Data for the task:
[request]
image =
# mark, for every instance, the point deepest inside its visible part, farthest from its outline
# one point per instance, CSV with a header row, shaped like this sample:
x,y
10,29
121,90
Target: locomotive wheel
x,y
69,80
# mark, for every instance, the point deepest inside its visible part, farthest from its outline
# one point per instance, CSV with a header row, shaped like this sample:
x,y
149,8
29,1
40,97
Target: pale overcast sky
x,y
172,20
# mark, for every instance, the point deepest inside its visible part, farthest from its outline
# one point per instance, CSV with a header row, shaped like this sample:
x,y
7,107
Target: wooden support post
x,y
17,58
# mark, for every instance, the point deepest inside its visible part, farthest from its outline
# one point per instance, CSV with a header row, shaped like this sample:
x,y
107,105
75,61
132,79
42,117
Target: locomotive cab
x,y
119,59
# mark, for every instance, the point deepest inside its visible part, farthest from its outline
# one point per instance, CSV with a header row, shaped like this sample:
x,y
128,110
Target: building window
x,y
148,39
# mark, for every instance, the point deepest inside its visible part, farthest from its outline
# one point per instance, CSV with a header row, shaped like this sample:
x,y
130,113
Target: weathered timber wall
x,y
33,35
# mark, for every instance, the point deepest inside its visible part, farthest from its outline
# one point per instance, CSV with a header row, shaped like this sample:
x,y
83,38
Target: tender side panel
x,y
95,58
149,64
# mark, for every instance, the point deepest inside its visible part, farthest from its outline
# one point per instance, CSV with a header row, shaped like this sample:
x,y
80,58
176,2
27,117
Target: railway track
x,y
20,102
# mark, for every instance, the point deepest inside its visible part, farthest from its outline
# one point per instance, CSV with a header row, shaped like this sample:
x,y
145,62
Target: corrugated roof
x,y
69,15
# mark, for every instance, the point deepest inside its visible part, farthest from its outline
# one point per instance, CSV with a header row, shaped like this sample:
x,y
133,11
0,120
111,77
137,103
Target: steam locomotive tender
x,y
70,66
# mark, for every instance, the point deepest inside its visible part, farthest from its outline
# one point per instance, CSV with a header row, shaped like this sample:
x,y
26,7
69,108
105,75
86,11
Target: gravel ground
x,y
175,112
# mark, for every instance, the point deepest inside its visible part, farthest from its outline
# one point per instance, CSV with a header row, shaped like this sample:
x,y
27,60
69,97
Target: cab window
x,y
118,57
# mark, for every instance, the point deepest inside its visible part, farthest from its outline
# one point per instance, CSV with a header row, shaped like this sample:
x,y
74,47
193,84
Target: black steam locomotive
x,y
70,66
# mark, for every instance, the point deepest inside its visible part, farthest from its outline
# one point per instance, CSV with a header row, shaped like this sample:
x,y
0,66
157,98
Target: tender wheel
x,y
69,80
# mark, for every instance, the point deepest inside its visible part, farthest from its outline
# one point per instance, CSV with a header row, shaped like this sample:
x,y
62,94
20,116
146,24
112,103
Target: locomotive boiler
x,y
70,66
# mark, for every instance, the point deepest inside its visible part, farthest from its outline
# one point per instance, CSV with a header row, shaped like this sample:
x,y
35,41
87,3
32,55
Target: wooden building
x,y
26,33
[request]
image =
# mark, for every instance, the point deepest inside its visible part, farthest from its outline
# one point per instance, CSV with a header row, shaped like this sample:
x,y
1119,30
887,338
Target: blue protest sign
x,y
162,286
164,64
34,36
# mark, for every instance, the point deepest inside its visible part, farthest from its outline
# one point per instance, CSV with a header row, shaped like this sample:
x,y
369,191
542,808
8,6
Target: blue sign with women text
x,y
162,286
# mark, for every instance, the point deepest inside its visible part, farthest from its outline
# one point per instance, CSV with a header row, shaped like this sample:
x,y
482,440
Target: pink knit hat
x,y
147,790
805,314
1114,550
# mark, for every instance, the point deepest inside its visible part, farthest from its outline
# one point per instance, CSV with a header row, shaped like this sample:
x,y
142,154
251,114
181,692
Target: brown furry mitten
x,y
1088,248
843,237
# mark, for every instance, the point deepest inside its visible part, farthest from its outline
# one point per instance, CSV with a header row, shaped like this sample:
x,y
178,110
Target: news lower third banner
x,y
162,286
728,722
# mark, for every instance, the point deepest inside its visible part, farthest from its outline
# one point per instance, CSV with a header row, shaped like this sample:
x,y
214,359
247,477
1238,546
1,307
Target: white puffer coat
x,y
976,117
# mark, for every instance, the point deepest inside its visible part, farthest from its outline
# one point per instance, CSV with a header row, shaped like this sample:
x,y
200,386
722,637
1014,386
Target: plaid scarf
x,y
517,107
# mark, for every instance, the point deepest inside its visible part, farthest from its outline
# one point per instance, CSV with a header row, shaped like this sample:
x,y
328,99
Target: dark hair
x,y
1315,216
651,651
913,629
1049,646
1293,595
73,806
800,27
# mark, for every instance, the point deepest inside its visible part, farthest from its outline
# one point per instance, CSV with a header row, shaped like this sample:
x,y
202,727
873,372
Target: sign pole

What to work on: In full and without alteration, retype the entries above.

Result:
[request]
image =
# mark, for every instance, the point deepest inside its visible part, farthest from its outline
# one point per instance, CSV with a header row, shaped like this sample:
x,y
10,29
121,90
Target: locomotive wheel
x,y
69,80
# mark, for every instance, the point deepest inside its visible part, farthest from its outline
# one point per instance, CSV with a header row, shaped like this sample:
x,y
149,8
29,1
40,97
Target: pale overcast sky
x,y
172,20
# mark, for every instance, the point deepest inside its visible part, farthest from its outline
# one point per instance, CSV with a header row, shaped like this sample:
x,y
7,107
Target: wooden support post
x,y
17,58
# mark, for every instance, the point deepest inside its visible part, farthest from its outline
# one point per instance, CSV with a header row, shaped like this sample:
x,y
107,105
75,61
132,79
42,117
Target: locomotive cab
x,y
119,59
# mark, for every instance, the point deepest inside its visible part, farthest from its outline
# one point per instance, CSV with a header row, shaped like this sample:
x,y
128,110
Target: building window
x,y
148,39
# mark, for every instance, the point deepest inside its visible part, farthest from its outline
# one point per instance, CSV with a header row, shaped like this sample:
x,y
130,113
Target: weathered timber wall
x,y
33,35
# mark, for every instance, the point deepest inside its visible part, farthest from its outline
# one point per instance, CSV with a header row, shaped like this sample:
x,y
83,38
Target: tender side panel
x,y
95,58
149,64
# mark, for every instance, the point deepest inside its visible part, farthest from its outline
# one point per instance, CSV with a header row, shaped like this sample:
x,y
80,58
176,2
27,117
Target: railway track
x,y
20,102
# mark, for every instance, the point deepest inside its visible part, farthest from its outline
# one point per instance, CSV with a header row, shaped like this sample:
x,y
145,62
Target: corrugated roof
x,y
69,15
# mark, for every instance, the point deepest inside its visible part, farthest from its outline
# one point per instance, CSV with a header row, shaped like this sample:
x,y
133,11
0,120
111,77
137,103
Target: steam locomotive tender
x,y
70,66
# mark, for every instance, the point deepest inside its visible part, farthest from its outline
# one point per instance, CSV with a header row, shaped like this sample:
x,y
26,7
69,108
105,75
86,11
Target: gravel ground
x,y
175,112
# mark, for every instance, the point deepest inside its visible part, farthest from its outline
# one point per instance, CSV with a header row, shaped like this sample:
x,y
27,60
69,97
Target: cab window
x,y
118,57
# mark, for every instance, the point deepest inside its visible part, farthest from its outline
# one point per instance, CSV with a header row, shaped like this sample:
x,y
74,47
193,84
Target: black steam locomotive
x,y
70,66
# mark, for every instance, the point deepest inside its visible part, farthest from its outline
# one point per instance, CSV with a header row, shaped like this sample:
x,y
0,66
157,98
Target: tender wheel
x,y
69,80
# mark, for every instance, the point deepest inside its visible part, farthest from its outline
# one point per instance, CSV with a header row, shaped like this sample:
x,y
62,94
20,116
146,24
112,103
Target: locomotive boiler
x,y
70,66
# mark, for every instance, the point deepest inside its visible part, farthest from its outline
# one point per instance, CSV with a header row, shaped like this sample:
x,y
35,41
87,3
32,55
Target: wooden building
x,y
26,33
[request]
image =
# mark, for every instance, the point deepest inside its visible part, farthest from its outline
# one point per instance, CSV with a header row, shaped like this sample:
x,y
1119,30
887,338
Target: blue protest sign
x,y
162,286
164,64
34,36
# mark, for every instance, the point deepest inside its visible part, farthest from its outline
# one point per instance, CSV with a header row, shaped like this sample:
x,y
369,191
542,808
8,6
Target: blue sign with women text
x,y
162,286
# mark, for every instance, the point deepest inside its visible part, farthest from its outline
# one point per instance, CSV with a header row, shaped like this sample:
x,y
482,440
Target: pink knit hat
x,y
147,790
805,314
1114,550
# mark, for every instance, the point deepest inside its visible part, farthest from its outline
# one point per instance, CSV with a header row, shaped like this sample:
x,y
142,154
251,114
181,692
Target: brown furry mitten
x,y
1088,248
843,237
# mark, for every instance, the point deepest inside its visible part, farthest from its outline
# one point per instance, CSV with a header row, shaped like this sample:
x,y
178,110
Target: news lower third banner
x,y
162,286
728,722
# mark, for every instance, the point deepest inside its visible part, farthest from its outline
# one point per instance, CSV with a header row, shaped like this sample:
x,y
214,359
247,477
1238,546
1,307
Target: white puffer coat
x,y
976,117
# mark, for every instance, the point deepest inside its visible part, farthest from its outline
# one point per instance, CSV with a header row, shaped like this sample:
x,y
200,386
722,637
1014,386
Target: plaid scarf
x,y
517,107
# mark, for every instance, the point deepest inside its visible part, farthest from its outline
# one point per instance, CSV with a header row, shaped like this sample:
x,y
328,99
Target: dark hair
x,y
1315,216
651,651
913,629
1049,646
1293,595
73,806
800,27
# mark, for every instance, the point deepest inside its visible part, farthest from its outline
# one point per instance, CSV with a header row, shaped like this sample:
x,y
202,727
873,372
Target: sign pole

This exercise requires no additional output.